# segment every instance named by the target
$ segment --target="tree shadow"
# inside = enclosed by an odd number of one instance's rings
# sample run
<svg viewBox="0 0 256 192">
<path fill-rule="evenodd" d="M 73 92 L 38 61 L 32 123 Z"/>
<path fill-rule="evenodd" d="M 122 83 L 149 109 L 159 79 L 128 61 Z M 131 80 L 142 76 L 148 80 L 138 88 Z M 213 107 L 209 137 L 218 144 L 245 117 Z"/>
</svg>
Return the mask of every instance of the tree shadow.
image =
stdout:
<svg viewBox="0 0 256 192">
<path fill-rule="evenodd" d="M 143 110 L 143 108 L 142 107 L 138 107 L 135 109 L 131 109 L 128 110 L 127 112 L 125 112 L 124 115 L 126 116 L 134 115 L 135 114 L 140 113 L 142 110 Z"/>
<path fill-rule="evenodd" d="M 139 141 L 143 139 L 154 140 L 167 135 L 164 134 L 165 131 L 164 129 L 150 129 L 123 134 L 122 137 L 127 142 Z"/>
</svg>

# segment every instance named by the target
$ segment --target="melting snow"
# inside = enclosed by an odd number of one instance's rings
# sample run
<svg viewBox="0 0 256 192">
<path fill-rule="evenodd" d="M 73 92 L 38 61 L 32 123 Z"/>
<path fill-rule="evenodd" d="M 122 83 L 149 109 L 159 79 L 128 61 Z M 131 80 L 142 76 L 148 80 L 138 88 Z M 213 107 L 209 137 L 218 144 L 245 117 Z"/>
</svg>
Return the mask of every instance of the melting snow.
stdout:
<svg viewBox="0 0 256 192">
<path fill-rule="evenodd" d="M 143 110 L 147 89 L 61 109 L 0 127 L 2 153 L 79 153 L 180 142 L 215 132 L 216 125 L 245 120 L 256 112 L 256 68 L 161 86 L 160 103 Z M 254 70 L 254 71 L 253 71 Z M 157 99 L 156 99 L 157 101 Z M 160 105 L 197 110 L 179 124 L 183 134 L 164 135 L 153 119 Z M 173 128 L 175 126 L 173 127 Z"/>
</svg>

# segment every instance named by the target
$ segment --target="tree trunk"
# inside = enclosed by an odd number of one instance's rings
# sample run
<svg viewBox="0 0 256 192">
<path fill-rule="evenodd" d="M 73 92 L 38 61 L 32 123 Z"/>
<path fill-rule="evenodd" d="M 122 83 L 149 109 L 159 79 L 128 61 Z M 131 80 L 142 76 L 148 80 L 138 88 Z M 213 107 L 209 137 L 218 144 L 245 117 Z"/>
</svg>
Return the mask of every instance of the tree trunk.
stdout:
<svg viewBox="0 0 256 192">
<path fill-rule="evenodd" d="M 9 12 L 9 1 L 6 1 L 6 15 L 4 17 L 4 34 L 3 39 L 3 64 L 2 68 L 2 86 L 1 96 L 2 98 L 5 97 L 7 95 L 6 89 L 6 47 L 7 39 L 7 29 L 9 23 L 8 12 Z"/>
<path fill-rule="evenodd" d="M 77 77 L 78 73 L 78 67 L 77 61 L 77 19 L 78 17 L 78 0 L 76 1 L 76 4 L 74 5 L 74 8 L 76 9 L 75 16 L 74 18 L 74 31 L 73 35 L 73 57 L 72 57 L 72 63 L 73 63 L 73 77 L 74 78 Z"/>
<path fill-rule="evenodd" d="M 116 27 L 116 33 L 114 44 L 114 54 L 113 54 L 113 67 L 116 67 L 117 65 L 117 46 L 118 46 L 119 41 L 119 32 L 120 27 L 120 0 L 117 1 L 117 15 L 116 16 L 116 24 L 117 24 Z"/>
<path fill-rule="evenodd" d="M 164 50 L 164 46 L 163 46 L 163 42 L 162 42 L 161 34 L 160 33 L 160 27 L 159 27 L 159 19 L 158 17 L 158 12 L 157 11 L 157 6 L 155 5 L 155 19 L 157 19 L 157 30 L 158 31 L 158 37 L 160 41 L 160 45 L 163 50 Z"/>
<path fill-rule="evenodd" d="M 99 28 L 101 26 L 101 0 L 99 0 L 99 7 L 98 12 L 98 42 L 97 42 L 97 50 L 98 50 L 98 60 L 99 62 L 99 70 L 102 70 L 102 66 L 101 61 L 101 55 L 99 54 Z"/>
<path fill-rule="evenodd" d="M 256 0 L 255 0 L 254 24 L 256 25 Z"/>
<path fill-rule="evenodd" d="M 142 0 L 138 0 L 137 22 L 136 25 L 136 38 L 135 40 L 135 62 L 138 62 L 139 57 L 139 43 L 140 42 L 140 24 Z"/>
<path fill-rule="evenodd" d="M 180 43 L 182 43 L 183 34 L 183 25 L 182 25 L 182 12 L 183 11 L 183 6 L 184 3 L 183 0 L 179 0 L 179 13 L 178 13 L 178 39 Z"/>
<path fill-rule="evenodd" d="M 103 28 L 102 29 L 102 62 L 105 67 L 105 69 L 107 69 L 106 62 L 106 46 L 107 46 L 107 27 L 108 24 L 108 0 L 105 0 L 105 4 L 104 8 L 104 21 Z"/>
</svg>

+ + + + +

Stated exercise →
Collect every line in the items above that contains the word "snow". Letter case must match.

Written solution →
$ segment --target="melting snow"
Return the mask of every instance of the melting snow.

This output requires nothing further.